____ Data provided
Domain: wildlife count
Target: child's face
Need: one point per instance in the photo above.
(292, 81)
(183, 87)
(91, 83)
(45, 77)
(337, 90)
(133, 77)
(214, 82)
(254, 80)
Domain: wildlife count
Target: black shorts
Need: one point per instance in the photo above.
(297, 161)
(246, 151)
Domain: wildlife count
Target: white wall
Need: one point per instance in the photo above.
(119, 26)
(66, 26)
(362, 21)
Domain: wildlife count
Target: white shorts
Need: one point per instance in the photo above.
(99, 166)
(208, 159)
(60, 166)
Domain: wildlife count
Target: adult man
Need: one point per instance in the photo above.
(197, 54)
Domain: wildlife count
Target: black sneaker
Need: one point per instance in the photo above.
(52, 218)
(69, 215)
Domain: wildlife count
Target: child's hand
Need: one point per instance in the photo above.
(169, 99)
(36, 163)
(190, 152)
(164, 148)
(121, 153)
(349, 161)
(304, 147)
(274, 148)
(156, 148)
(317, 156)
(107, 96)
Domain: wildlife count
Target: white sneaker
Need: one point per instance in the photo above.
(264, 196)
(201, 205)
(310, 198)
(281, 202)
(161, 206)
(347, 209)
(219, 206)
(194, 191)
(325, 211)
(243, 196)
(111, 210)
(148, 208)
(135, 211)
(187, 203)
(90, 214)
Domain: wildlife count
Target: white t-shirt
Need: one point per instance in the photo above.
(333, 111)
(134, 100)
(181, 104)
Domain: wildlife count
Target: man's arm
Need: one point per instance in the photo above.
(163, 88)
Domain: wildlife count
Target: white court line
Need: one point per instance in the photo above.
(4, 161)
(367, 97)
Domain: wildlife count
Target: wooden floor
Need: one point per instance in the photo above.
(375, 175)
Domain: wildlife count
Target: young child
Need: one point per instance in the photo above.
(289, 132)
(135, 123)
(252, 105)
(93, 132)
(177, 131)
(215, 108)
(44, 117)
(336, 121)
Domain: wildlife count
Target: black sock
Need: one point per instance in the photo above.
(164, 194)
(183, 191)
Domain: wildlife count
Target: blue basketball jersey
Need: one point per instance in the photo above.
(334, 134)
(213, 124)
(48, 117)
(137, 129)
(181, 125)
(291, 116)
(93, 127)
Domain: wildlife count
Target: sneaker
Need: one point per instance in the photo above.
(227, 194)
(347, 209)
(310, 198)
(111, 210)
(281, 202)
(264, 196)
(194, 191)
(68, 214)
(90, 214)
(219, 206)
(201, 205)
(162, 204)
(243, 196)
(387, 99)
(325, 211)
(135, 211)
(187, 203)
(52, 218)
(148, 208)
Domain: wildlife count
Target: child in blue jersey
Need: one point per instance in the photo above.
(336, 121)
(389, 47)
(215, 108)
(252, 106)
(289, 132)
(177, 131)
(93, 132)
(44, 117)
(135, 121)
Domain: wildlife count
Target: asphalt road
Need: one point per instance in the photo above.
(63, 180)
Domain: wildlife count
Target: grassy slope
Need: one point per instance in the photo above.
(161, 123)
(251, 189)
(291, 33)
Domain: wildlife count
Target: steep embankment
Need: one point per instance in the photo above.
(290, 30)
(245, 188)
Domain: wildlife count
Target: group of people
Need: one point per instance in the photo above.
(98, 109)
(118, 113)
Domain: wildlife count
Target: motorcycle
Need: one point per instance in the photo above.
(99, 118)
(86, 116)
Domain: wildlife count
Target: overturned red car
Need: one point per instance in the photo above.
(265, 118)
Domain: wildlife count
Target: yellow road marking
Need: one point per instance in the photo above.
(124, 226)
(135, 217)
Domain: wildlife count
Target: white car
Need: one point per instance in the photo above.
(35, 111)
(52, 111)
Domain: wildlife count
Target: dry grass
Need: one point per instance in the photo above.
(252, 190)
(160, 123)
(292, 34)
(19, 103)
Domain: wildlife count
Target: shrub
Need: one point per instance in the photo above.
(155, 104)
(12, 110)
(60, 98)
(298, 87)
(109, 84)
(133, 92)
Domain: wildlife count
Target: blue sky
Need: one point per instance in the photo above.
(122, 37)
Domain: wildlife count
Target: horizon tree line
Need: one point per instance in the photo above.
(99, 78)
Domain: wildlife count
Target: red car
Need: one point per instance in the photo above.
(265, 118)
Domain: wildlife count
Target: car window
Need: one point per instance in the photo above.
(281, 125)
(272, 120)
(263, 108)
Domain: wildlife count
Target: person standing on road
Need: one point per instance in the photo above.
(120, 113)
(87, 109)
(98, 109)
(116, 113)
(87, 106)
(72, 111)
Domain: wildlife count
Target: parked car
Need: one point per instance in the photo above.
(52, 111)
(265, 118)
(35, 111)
________
[Task statement]: Identify every line in the entries above that contains the word "blue", and copy each one. Case counts.

[Worked solution]:
Target: blue basketball jersey
Target: child in blue jersey
Target: blue sky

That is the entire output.